* TASK DETAILS
Exactly as written, print every line of the listing below and omit its pictures.

* PROVIDED ENTRIES

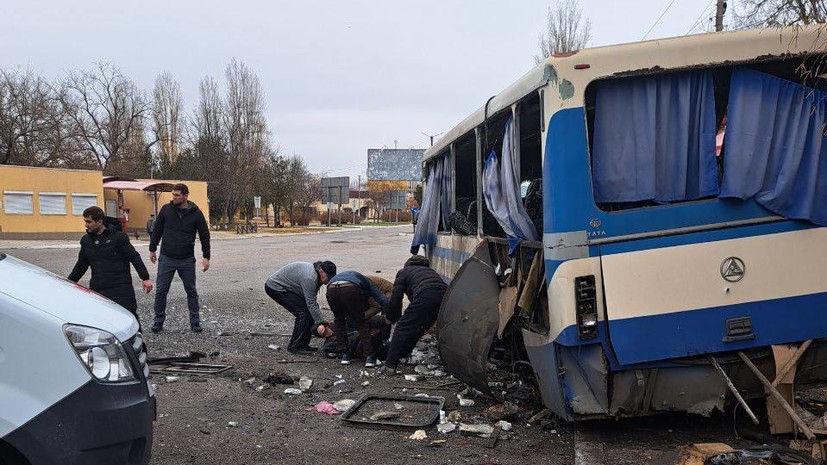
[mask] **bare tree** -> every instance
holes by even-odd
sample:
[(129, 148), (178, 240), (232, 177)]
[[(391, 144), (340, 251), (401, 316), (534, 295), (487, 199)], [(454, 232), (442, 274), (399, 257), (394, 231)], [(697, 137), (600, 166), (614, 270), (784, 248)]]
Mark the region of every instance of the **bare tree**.
[(577, 5), (577, 0), (557, 0), (548, 8), (545, 33), (538, 39), (540, 54), (534, 62), (540, 63), (555, 53), (579, 50), (588, 45), (592, 36), (592, 24)]
[(824, 0), (740, 0), (733, 6), (739, 29), (824, 23), (827, 19)]
[(258, 76), (247, 65), (233, 59), (224, 71), (227, 97), (224, 127), (227, 134), (227, 163), (231, 177), (223, 183), (224, 210), (232, 218), (245, 200), (252, 197), (253, 177), (268, 149), (264, 117), (264, 90)]
[(181, 143), (181, 111), (184, 106), (181, 86), (172, 74), (162, 73), (155, 78), (152, 96), (152, 134), (158, 141), (159, 158), (174, 162)]
[(0, 69), (0, 164), (85, 167), (58, 91), (31, 70)]
[(142, 132), (150, 104), (135, 83), (115, 66), (99, 63), (90, 71), (70, 72), (61, 101), (84, 149), (106, 171), (110, 161), (129, 158), (130, 141)]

* ANSWER TO THIS PROBLEM
[mask] **bare tree** -> every instance
holes by even-odd
sample:
[(129, 148), (178, 240), (232, 177)]
[[(391, 144), (340, 251), (401, 316), (534, 295), (487, 199)], [(454, 232), (442, 274), (399, 257), (394, 231)], [(697, 137), (600, 166), (614, 270), (784, 248)]]
Mark the region of every instance of the **bare tree**.
[(577, 5), (577, 0), (557, 0), (548, 8), (545, 33), (538, 39), (540, 54), (534, 62), (540, 63), (555, 53), (579, 50), (588, 45), (592, 36), (592, 24)]
[(824, 0), (740, 0), (733, 6), (739, 29), (824, 23), (827, 19)]
[(258, 76), (247, 65), (233, 59), (224, 71), (227, 97), (224, 127), (227, 134), (227, 163), (231, 177), (223, 183), (224, 210), (232, 218), (245, 200), (252, 197), (253, 177), (268, 149), (264, 117), (264, 90)]
[(181, 143), (181, 111), (184, 106), (181, 86), (172, 74), (162, 73), (155, 78), (152, 96), (152, 134), (158, 141), (159, 158), (174, 162)]
[(0, 69), (0, 164), (85, 167), (58, 91), (31, 70)]
[(142, 132), (150, 104), (135, 83), (115, 66), (99, 63), (90, 71), (70, 72), (61, 101), (84, 149), (106, 171), (110, 161), (129, 158), (130, 141)]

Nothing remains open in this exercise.